WHAT TO WORK ON:
A. Translate this sentence from the piece on chewing tobacco and baseball players into Spanish: "Tony Gwynn used chewing tobacco throughout his career, and he blamed that habit for his cancer when he was first diagnosed in 2010."
B. Name every baseball player mentioned in the piece on chewing tobacco and baseball players.
C. Extend the piece on chewing tobacco and baseball players, beginning after its final sentence about Nellie Fox.

PASSAGE SHOWN:
▬▬▬▬▬▬▬▬▬▬

Cautionary tale for ballplayers

We read an interesting story on CNN’s website that detailed a very real threat for baseball players.

Hitting magician Tony Gwynn died Monday and his cause of death was cancer that began in his salivary glands.

Tony Gwynn used chewing tobacco throughout his career, and he blamed that habit for his cancer when he was first diagnosed in 2010.

While usage of chewing tobacco in the major leagues has declined and new restrictions have been put on its usage, it has not been banned. And, according to the CNN story, Gwynn is not the only star who has suffered because of an addiction to the nicotine in a “chaw.”

Babe Ruth died from oral cancer.

All of us who played baseball as youngsters and dreamed of a career in the big leagues remember images of our idols spitting out tobacco juice. Nellie Fox, longtime second baseman for the Chicago White Sox, always had a chaw so big that the whole side of his face seemed deformed.

▬▬▬▬▬▬▬▬▬▬

STORED DATA:
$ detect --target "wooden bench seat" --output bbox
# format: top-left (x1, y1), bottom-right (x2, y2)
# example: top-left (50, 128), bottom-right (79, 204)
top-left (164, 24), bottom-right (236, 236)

▬▬▬▬▬▬▬▬▬▬

ANSWERS PER TASK:
A. Tony Gwynn consumió tabaco de mascar durante toda su carrera, y culpó a ese hábito de su cáncer cuando fue diagnosticado por primera vez en 2010.

B. Tony Gwynn, Babe Ruth, Nellie Fox

C.
Films from “The Babe Ruth Story” to “A League of Their Own” featured the use of chewing tobacco prominently.

Like cigarette smoking decades ago, the dangers of smokeless tobacco have been largely unreported. CNN noted that the Centers for Disease Control and Prevention cites 28 known carcinogens that are found in chewing tobacco and snuff. The CDC says smokeless tobacco is a known cause of oral cancer.

We’d like to see the major leagues ban usage of these smokeless products. Whether it is fair or not, youngsters idolize these stars and try to emulate them.

Developing a possibly lethal addiction to chewing tobacco is a high price to pay for hero worship.

* Editorials reflect the opinion of the publisher.